## What to work on
Nothing but the pictures gets dropped; retype every entry exactly.

Saved entries:

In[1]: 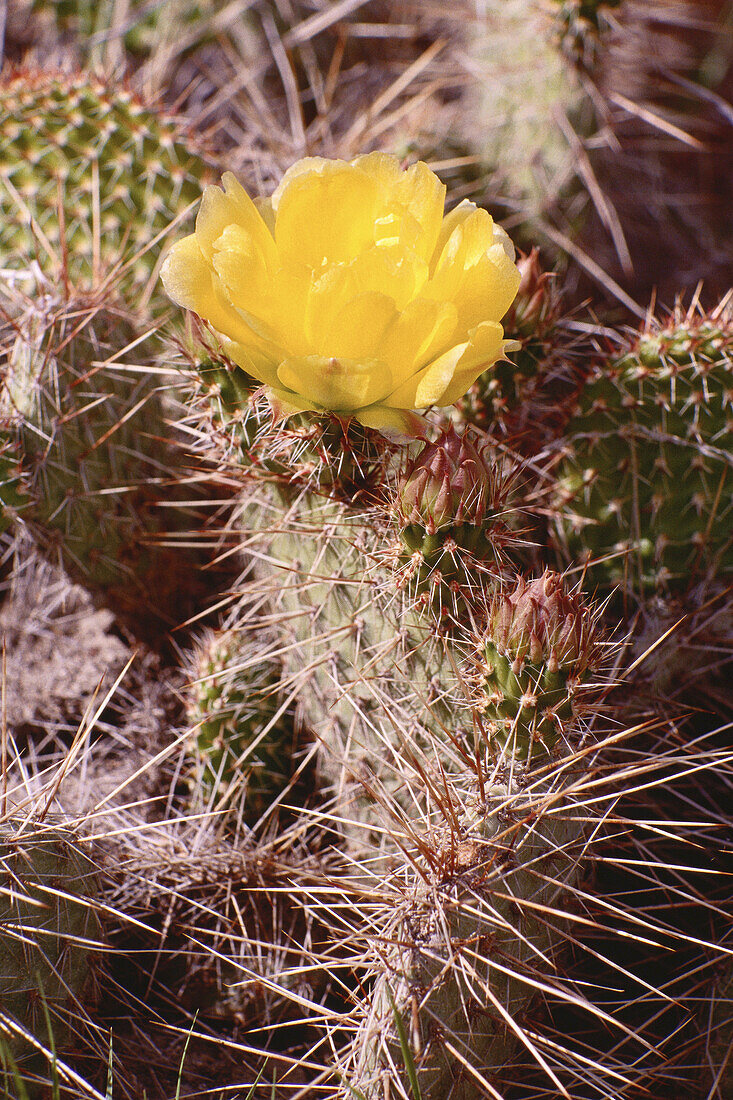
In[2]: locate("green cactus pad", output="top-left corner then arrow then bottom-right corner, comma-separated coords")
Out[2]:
346,775 -> 588,1099
553,313 -> 733,596
0,68 -> 214,291
0,281 -> 206,640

## Your solution
In[1]: 
In[2]: locate("green cactus pad", output="top-left corner then arrow then bottom-right corner, comma-separated coords")
Out[2]:
346,775 -> 588,1099
553,313 -> 733,596
0,68 -> 214,291
0,281 -> 206,640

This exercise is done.